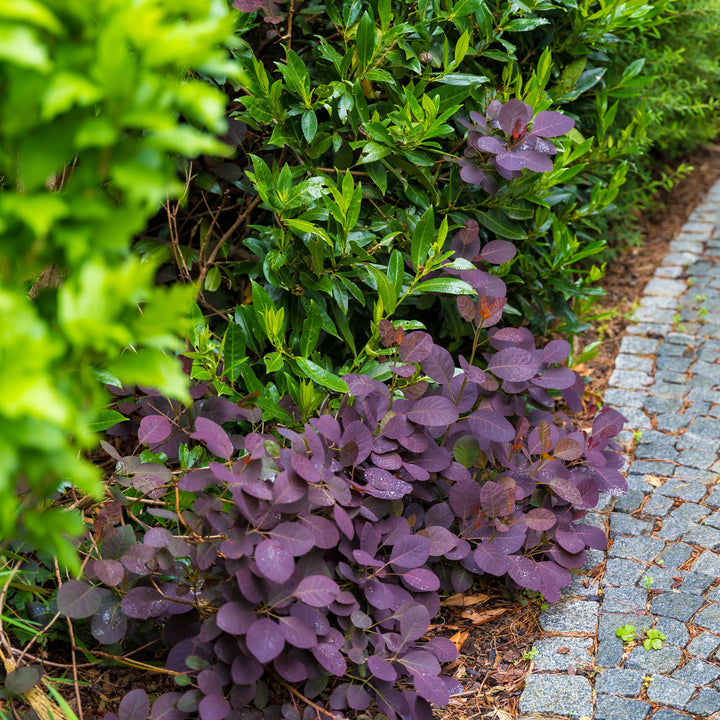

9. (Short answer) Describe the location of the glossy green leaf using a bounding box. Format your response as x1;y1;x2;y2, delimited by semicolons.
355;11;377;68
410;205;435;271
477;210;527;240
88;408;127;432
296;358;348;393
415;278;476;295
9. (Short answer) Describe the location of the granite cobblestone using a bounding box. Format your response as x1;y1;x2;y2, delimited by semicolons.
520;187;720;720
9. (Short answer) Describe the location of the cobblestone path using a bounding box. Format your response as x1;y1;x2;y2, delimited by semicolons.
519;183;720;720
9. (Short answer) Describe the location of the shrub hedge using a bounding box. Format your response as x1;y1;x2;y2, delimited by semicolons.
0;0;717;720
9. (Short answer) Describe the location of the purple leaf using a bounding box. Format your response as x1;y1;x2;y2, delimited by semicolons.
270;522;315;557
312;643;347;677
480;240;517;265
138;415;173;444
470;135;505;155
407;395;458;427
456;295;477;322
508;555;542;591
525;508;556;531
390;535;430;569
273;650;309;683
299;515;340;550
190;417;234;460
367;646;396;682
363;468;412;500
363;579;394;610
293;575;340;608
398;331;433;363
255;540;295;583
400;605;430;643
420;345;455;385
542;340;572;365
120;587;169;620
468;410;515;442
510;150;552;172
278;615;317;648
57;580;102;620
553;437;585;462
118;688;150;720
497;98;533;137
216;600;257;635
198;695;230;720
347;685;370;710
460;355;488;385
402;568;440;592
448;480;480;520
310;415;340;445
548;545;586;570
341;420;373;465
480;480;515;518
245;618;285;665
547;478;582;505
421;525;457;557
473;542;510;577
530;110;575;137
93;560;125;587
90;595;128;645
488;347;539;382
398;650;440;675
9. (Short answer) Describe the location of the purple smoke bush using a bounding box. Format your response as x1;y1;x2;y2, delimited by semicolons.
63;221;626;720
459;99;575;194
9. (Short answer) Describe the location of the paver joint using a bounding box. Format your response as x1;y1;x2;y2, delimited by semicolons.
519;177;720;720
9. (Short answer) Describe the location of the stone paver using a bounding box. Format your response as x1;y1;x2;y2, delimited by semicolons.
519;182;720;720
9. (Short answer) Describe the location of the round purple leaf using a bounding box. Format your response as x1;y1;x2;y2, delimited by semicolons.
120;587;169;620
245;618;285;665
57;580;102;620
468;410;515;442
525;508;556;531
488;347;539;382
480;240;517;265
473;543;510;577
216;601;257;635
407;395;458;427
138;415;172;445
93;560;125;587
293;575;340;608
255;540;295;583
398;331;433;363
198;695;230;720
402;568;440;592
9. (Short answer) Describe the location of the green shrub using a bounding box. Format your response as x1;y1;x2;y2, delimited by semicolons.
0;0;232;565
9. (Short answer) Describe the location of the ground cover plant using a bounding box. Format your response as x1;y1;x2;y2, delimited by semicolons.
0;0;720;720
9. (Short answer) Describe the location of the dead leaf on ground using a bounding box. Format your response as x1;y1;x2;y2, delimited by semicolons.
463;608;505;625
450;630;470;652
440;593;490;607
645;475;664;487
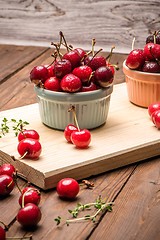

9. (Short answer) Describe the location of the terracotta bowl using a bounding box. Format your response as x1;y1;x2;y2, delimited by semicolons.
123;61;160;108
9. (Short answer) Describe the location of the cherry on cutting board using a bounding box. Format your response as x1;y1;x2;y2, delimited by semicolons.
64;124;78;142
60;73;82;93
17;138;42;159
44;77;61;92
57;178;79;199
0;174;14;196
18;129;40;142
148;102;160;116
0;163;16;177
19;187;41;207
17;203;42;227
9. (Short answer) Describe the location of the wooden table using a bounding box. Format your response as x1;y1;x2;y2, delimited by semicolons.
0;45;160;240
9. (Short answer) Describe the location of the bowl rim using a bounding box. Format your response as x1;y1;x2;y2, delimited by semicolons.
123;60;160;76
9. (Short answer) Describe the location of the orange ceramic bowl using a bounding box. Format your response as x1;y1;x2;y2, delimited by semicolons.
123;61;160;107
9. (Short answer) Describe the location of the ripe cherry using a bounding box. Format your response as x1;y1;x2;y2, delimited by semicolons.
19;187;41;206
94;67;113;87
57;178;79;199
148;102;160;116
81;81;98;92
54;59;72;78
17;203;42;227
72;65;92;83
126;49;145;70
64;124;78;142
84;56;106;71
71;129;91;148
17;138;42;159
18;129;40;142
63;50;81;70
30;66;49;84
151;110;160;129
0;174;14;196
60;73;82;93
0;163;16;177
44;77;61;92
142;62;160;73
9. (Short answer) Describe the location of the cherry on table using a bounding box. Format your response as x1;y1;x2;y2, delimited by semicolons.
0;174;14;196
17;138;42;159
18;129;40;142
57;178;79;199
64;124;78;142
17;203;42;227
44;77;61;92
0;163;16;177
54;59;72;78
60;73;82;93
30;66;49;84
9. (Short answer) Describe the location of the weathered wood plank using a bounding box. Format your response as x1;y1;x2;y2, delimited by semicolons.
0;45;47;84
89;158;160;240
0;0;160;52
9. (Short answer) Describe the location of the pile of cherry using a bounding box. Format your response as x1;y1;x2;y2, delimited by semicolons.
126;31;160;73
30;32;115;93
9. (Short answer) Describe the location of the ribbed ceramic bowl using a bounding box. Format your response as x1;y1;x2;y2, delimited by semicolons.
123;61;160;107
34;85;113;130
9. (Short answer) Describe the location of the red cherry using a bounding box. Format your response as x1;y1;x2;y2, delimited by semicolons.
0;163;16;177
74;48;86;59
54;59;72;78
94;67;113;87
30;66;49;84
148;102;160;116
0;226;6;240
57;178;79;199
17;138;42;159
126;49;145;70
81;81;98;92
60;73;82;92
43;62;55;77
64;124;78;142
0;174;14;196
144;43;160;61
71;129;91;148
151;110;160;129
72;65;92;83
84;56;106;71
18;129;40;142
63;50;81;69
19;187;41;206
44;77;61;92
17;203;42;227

---------------

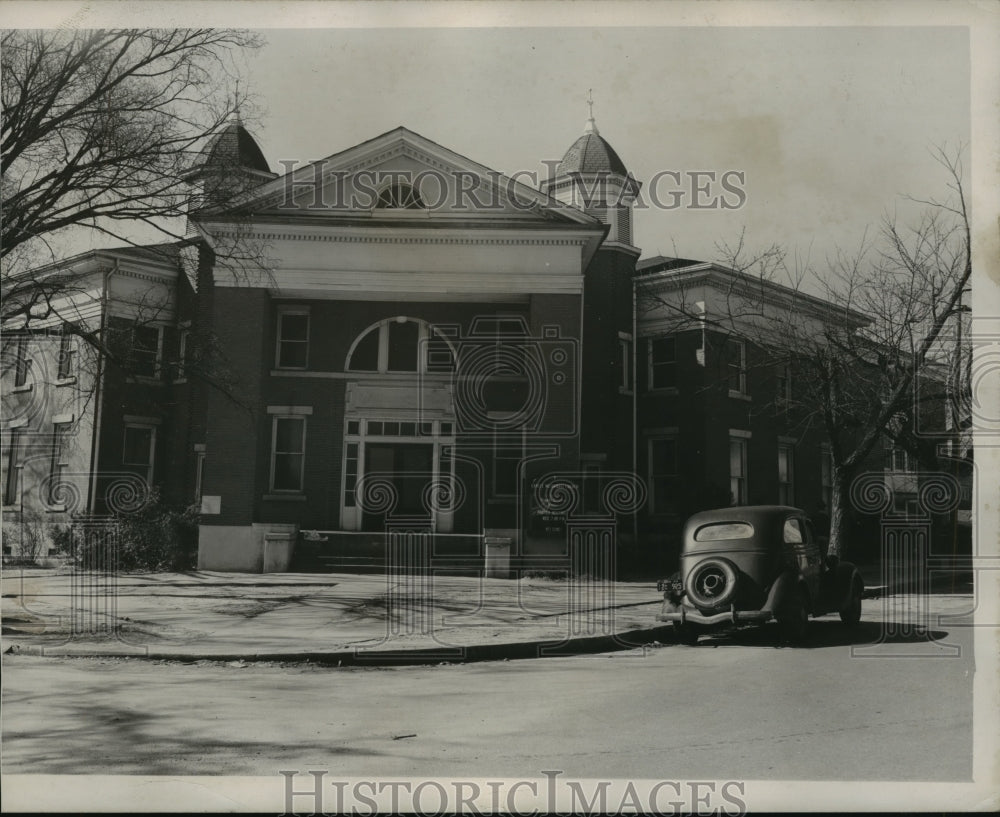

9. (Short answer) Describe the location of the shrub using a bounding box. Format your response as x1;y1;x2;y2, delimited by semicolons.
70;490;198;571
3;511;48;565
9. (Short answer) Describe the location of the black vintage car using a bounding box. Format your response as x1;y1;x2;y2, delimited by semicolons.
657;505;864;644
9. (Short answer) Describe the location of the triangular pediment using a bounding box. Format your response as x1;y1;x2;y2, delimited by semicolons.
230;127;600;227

---------------

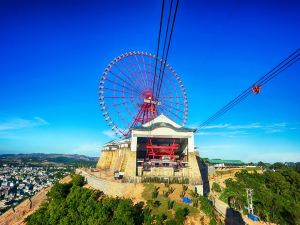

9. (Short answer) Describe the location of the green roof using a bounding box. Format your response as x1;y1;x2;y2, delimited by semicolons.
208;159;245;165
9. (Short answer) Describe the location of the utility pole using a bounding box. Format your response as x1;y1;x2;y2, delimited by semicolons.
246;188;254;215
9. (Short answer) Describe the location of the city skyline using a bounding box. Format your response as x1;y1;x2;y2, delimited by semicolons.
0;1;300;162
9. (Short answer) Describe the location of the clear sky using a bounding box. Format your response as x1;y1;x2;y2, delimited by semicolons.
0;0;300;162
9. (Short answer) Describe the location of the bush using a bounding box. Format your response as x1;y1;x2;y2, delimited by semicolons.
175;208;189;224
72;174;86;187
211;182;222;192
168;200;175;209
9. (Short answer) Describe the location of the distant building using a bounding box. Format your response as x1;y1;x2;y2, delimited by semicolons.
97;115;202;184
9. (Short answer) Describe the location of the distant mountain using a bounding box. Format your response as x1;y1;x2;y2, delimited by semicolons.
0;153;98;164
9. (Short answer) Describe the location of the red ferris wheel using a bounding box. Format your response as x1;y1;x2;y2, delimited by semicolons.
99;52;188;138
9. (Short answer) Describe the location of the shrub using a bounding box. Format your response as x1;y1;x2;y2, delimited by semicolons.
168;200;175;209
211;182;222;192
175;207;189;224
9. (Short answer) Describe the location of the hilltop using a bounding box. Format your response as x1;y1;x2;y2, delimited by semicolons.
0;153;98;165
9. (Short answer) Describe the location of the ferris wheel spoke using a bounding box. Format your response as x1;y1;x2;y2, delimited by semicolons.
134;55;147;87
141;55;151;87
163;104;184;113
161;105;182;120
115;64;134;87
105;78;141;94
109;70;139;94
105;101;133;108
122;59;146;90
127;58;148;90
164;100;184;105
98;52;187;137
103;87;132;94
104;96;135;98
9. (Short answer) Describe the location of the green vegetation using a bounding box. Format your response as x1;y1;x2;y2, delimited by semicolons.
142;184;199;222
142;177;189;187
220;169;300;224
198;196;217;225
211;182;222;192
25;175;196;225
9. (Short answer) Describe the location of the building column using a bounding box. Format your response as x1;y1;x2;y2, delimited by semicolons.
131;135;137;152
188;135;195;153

---------------

* **Enunciado**
Transcreva sem nenhuma alteração as linhas dos itens acima que vão da linha que contém "9. (Short answer) Describe the location of the ribbed" até a linha que contém "34;85;113;130", incluindo essas duas.

* **Resolução**
9. (Short answer) Describe the location of the ribbed ceramic bowl using a bounding box. Format your response as x1;y1;x2;y2, delimited by semicolons.
123;61;160;107
34;85;113;130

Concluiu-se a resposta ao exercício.